══ Sumber
Kegiatan monitoring sebagai bagian dari komponen pengelolaan program telah berjalan dengan
sangat baik dengan capaian kuantitatif mencapai 100%, dimana seluruh pelaku dari mulai
Pemerintah Kota/Kabupaten, LKM, dan konsultan seluruhnya telah melakukan monitoring
terkait kegiatan PLPBK Lanjutan maupun Kolaborasi Kota. Hasil ini menunjukkan bahwa kegiatan
pemantauan sudah disadari sebagai bagian dari tugas dan tanggung jawab Pemda, LKM, dan
Konsultan untuk mengendalikan dan memastikan kegiatan program dapat berjalan dengan baik
di masyarakat. Disisi lain pencapaian ini memberikan sinyal bahwa kegiatan penanganan kumuh
telah menjadi suatu program yang dipandang cukup strategis "menggairahkan" bagi seluruh
pihak untuk secara bersama sama memastikan berjalannya kegiatan penanganan kumuh di
masyarakat.
Pemahaman tentang posisioning Pemda sebagai nahkoda dalam penaganan kumuh sudah mulai
dipahami dan diterapkan dengan baik. Berbagai event sosialisasi dan lokakarya yang
dilaksanakan di pusat maupun daerah yang melibatkan para pelaku kunci di daerah telah
memberikan dampak cukup signifikan terhadap pelaksanaan kegiatan PLPBK lanjutan maupun
kolaborasi kota. Semangat dan keterlibatan yang sudah menguat pada pelaku dari pemda
diharapkan akan semakin mempercepat dan pelaksanaan program penanganan kumuh yang
akan dan sedang dilakukan. Pemantauan yang dilakukan oleh pemerintah daerah merupakan
wujud tanggung jawab sebagai pengendali kegiatan, sehingga progres dan kualitas kegiatan
masyarakat dan pemerintah daerah yang dilakuan dapat dipertanggungjawabkan kepada
masyarakat dan pengelola program.
════
══ Cuplikan Data
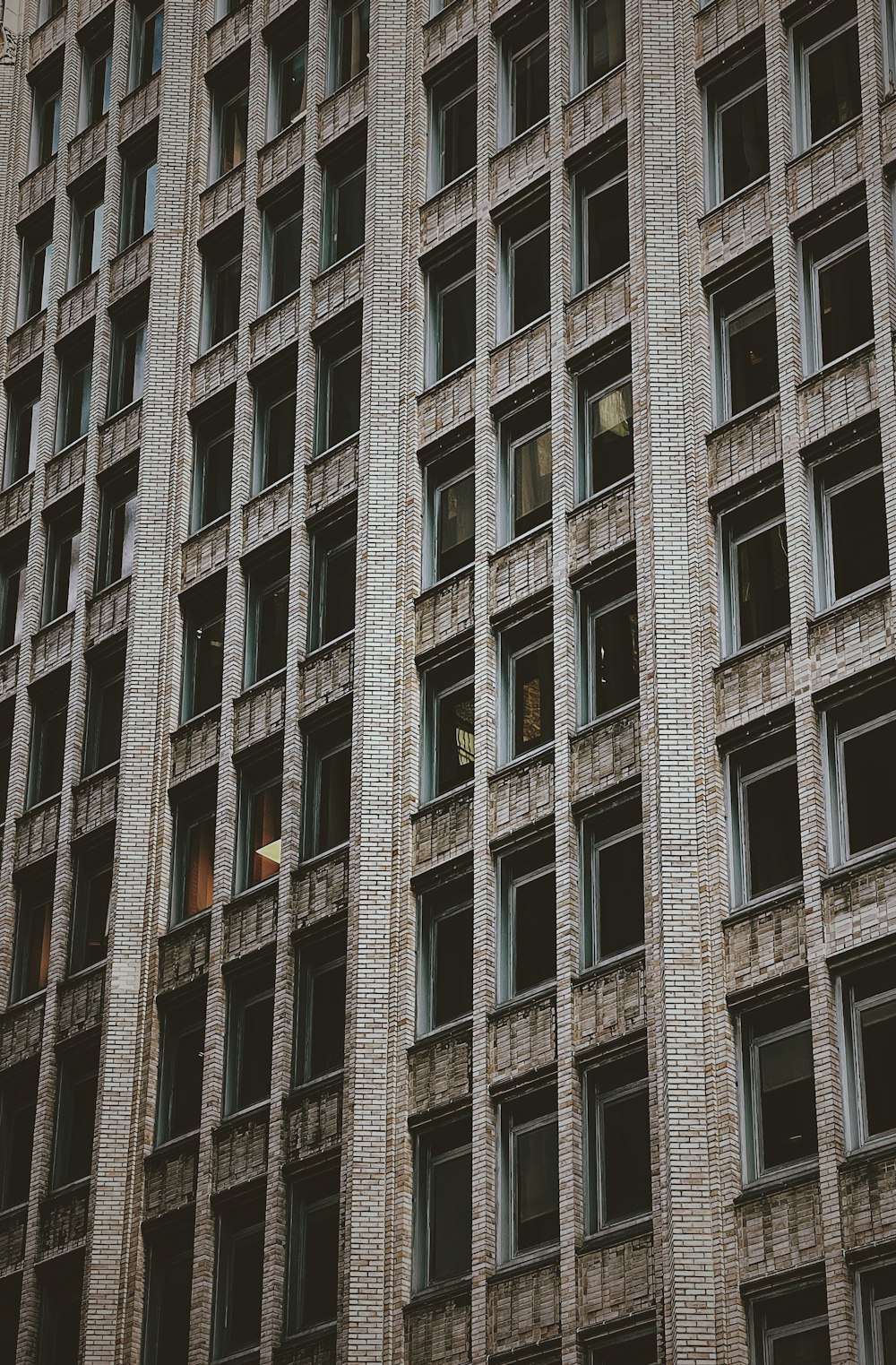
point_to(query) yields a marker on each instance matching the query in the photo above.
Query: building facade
(448, 684)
════
§ Petunjuk Latihan
Tuliskan tanpa perubahan bagian dari teks tentang pemantauan program penanganan kumuh, mulai dari "Pemahaman tentang posisioning" sampai dengan "dan pengelola program.". Baris-baris data tidak ada kaitannya dengan latihan ini.

§ Jawaban Latihan
Pemahaman tentang posisioning Pemda sebagai nahkoda dalam penaganan kumuh sudah mulai
dipahami dan diterapkan dengan baik. Berbagai event sosialisasi dan lokakarya yang
dilaksanakan di pusat maupun daerah yang melibatkan para pelaku kunci di daerah telah
memberikan dampak cukup signifikan terhadap pelaksanaan kegiatan PLPBK lanjutan maupun
kolaborasi kota. Semangat dan keterlibatan yang sudah menguat pada pelaku dari pemda
diharapkan akan semakin mempercepat dan pelaksanaan program penanganan kumuh yang
akan dan sedang dilakukan. Pemantauan yang dilakukan oleh pemerintah daerah merupakan
wujud tanggung jawab sebagai pengendali kegiatan, sehingga progres dan kualitas kegiatan
masyarakat dan pemerintah daerah yang dilakuan dapat dipertanggungjawabkan kepada
masyarakat dan pengelola program.